WHAT THIS TASK INVOLVES ->
Please filter the lines below and copy out every one that contains the string "dark". Case counts when matching.
━━━━━ AVAILABLE DATA
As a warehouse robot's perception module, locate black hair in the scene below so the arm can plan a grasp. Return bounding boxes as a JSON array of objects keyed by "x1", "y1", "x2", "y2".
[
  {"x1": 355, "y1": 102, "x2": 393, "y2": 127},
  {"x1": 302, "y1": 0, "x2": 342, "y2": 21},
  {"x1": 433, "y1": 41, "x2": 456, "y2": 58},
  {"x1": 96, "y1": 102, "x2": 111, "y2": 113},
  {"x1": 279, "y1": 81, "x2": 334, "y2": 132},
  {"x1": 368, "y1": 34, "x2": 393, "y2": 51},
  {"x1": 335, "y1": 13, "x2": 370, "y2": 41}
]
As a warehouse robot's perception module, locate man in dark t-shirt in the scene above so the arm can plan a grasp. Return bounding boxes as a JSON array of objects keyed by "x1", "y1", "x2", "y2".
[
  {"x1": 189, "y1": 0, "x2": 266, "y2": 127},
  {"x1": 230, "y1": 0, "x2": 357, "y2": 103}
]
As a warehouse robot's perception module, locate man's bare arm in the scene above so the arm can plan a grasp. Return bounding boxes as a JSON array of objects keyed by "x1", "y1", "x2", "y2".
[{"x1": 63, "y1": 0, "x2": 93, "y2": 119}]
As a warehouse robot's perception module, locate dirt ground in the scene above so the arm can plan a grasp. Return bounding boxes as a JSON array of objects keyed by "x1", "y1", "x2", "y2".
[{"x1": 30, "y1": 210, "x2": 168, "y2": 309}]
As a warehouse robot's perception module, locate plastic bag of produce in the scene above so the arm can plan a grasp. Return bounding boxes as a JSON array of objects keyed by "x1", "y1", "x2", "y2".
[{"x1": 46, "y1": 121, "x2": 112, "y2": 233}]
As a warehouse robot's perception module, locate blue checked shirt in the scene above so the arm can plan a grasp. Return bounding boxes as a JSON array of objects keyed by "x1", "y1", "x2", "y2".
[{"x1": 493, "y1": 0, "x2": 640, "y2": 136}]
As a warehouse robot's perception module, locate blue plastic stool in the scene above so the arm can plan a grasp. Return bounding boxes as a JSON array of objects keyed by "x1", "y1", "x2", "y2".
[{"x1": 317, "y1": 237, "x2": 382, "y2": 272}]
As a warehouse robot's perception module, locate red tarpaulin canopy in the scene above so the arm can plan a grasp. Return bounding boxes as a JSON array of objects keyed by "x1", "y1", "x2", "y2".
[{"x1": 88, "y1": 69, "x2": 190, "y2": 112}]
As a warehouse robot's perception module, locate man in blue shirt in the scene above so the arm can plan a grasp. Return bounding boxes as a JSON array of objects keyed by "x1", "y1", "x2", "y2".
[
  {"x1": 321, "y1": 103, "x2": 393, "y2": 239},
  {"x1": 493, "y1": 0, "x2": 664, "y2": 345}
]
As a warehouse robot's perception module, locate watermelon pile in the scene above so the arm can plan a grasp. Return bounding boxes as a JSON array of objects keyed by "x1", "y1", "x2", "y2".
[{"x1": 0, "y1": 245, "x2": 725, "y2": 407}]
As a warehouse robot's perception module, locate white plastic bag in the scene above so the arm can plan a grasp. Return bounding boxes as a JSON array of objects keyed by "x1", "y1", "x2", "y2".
━━━━━━━━━━
OUTPUT OF THE EXERCISE ->
As a warehouse robot's perception module, locate man in dark t-shirt in the scene above so the arm can plan a grasp. Return bounding boxes as a JSON array of objects keyed by "x1", "y1", "x2", "y2".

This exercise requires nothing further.